Problem requirements: Copy out verbatim every line from the start of the rows through the line that contains "x=288, y=237", with both ends included.

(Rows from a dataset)

BEGIN

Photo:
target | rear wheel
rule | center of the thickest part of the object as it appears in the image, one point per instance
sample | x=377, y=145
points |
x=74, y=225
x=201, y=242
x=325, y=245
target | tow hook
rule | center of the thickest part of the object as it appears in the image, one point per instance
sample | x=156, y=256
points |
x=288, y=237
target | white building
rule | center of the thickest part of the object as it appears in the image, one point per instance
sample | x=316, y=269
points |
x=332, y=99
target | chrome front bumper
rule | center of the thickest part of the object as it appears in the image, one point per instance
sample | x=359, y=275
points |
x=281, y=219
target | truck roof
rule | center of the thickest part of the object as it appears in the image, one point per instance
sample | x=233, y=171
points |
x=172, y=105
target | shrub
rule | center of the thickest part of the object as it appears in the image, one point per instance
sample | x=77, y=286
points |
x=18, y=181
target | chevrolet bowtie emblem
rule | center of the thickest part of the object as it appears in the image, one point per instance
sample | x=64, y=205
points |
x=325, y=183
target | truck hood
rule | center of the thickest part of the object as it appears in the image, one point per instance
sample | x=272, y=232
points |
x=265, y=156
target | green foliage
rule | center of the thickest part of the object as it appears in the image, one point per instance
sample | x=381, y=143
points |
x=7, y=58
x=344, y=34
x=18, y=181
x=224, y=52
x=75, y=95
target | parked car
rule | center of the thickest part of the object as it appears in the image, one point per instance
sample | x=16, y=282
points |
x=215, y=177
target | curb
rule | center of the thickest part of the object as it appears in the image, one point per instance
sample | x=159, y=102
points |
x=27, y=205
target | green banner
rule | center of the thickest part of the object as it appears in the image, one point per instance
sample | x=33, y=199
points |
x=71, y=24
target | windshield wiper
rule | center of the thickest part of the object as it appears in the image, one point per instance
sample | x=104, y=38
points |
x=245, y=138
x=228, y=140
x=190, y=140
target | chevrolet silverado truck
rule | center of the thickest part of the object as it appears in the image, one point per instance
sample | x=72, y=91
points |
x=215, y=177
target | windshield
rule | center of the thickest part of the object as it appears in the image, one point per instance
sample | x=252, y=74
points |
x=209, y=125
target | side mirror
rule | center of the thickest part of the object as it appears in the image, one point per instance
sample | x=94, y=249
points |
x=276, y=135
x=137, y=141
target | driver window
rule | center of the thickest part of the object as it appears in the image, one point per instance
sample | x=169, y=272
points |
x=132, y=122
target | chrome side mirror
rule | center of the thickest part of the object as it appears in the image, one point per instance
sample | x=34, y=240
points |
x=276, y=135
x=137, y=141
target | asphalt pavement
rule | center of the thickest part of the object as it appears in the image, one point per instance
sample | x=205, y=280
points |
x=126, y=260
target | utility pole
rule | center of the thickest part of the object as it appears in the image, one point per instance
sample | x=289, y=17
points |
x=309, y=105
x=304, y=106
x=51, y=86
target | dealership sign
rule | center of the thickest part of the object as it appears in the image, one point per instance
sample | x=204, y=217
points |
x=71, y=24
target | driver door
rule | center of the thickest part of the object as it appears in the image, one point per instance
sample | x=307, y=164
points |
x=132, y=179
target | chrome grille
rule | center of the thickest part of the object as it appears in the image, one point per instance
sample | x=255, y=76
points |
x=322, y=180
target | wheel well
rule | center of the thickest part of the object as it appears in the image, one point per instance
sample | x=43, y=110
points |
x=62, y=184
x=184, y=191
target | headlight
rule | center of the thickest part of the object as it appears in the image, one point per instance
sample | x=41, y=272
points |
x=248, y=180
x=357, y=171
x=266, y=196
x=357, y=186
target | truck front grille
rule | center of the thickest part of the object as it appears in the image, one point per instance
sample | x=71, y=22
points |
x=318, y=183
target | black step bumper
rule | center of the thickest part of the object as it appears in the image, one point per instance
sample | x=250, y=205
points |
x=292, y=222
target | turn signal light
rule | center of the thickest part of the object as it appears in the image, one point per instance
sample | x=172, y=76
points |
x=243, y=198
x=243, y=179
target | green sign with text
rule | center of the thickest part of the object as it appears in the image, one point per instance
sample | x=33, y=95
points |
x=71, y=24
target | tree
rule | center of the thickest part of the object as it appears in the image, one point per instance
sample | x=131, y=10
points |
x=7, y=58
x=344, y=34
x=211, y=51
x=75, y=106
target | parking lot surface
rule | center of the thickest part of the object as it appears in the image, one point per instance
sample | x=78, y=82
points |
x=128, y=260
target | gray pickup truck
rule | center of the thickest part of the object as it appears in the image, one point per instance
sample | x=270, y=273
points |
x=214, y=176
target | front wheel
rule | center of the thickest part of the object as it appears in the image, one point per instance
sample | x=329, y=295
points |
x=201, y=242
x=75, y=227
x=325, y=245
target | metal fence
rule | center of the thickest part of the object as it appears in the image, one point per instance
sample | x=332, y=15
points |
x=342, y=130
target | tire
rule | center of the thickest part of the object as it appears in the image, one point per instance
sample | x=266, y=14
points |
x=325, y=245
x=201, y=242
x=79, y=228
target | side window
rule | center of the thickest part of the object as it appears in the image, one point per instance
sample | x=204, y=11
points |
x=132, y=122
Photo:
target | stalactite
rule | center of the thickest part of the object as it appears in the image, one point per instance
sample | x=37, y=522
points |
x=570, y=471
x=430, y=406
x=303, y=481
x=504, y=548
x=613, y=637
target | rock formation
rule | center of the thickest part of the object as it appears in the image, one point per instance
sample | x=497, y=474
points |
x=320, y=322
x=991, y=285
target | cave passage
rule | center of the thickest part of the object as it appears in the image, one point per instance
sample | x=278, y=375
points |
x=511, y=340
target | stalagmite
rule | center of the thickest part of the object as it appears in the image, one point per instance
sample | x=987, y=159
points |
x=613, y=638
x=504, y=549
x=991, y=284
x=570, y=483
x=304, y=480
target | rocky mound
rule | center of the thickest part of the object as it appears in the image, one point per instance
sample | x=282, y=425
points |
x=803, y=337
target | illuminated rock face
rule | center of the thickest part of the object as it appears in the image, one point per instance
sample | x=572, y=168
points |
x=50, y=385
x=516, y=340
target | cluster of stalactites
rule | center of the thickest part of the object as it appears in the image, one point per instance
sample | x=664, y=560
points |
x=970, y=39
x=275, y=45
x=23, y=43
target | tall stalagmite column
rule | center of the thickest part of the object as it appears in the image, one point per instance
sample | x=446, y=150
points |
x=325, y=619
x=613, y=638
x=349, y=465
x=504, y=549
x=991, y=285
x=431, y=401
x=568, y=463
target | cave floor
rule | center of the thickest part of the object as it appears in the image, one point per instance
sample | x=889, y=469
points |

END

Worked solution:
Photo:
target | rear wheel
rule | center of the thickest part of the object as it appears in the image, one point per instance
sample | x=377, y=145
points |
x=74, y=225
x=201, y=242
x=325, y=245
target | tow hook
rule | center of the thickest part of the object as it appears in the image, one point per instance
sample | x=156, y=256
points |
x=288, y=237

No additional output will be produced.